*Your assignment*
All records that follow are to be output exactly.

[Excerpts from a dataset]
[Start of Attachment]

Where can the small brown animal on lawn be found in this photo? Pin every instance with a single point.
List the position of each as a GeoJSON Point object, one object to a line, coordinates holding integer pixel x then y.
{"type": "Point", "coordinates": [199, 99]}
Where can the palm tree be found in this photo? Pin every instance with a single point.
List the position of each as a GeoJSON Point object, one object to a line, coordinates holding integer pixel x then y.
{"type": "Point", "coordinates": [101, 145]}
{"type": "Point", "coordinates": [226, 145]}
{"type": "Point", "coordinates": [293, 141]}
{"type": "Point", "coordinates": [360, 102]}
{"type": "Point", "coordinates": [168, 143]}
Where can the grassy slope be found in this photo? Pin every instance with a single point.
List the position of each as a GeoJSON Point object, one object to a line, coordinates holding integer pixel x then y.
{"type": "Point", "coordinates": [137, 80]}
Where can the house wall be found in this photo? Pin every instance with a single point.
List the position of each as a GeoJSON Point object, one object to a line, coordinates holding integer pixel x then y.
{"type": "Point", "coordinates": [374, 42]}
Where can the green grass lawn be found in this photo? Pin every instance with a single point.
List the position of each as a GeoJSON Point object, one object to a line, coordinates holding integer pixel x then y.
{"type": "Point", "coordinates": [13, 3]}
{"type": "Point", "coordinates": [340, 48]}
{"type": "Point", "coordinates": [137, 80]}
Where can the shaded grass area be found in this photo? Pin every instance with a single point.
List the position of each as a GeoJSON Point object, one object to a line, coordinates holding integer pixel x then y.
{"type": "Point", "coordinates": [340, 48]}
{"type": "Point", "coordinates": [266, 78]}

[End of Attachment]

*Your solution*
Where can the small brown animal on lawn be found in this photo? Pin every instance with a single point.
List the position of each as a GeoJSON Point object, one object to a line, coordinates holding integer pixel x then y.
{"type": "Point", "coordinates": [199, 99]}
Where can the palm tree be found in this photo? Pin every instance with a single point.
List the position of each as a GeoJSON Point object, one object to a line, coordinates holding integer pixel x then y.
{"type": "Point", "coordinates": [101, 145]}
{"type": "Point", "coordinates": [226, 145]}
{"type": "Point", "coordinates": [293, 141]}
{"type": "Point", "coordinates": [360, 102]}
{"type": "Point", "coordinates": [168, 143]}
Where can the grassy slope be found in this photo? Pin every instance with a single point.
List the position of each as a GeoJSON Point object, one object to a line, coordinates holding integer pixel x then y.
{"type": "Point", "coordinates": [137, 80]}
Where can the house wall be found in this photo? Pin every instance with a single point.
List the position of each as a GeoJSON Point object, one object to a line, coordinates holding integer pixel x then y.
{"type": "Point", "coordinates": [374, 42]}
Where can the green grass lawn be found in this photo? Pin every instance with a single point.
List the position of each as a GeoJSON Point object, one object to a line, coordinates holding integer pixel x then y.
{"type": "Point", "coordinates": [13, 3]}
{"type": "Point", "coordinates": [340, 48]}
{"type": "Point", "coordinates": [137, 80]}
Where can the shaded grass area be found in this photo? Pin every instance with a single point.
List the position of each as a GeoJSON Point object, one object to a line, coordinates holding integer pixel x then y.
{"type": "Point", "coordinates": [340, 48]}
{"type": "Point", "coordinates": [266, 78]}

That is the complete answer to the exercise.